# TASK:
Report only the number of lines in the rows below that contain the string "coordinates".

# PROVIDED INFORMATION:
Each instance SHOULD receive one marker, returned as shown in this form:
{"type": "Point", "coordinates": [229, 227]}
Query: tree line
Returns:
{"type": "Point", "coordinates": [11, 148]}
--
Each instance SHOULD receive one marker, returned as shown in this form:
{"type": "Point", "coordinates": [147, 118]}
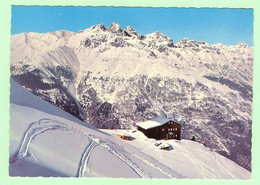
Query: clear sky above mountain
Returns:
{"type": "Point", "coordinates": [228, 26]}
--
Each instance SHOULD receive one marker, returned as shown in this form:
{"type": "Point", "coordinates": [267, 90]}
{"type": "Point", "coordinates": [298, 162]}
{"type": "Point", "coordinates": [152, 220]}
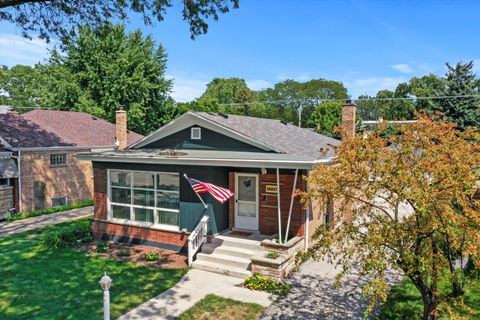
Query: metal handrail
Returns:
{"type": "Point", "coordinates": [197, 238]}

# TASK RESULT:
8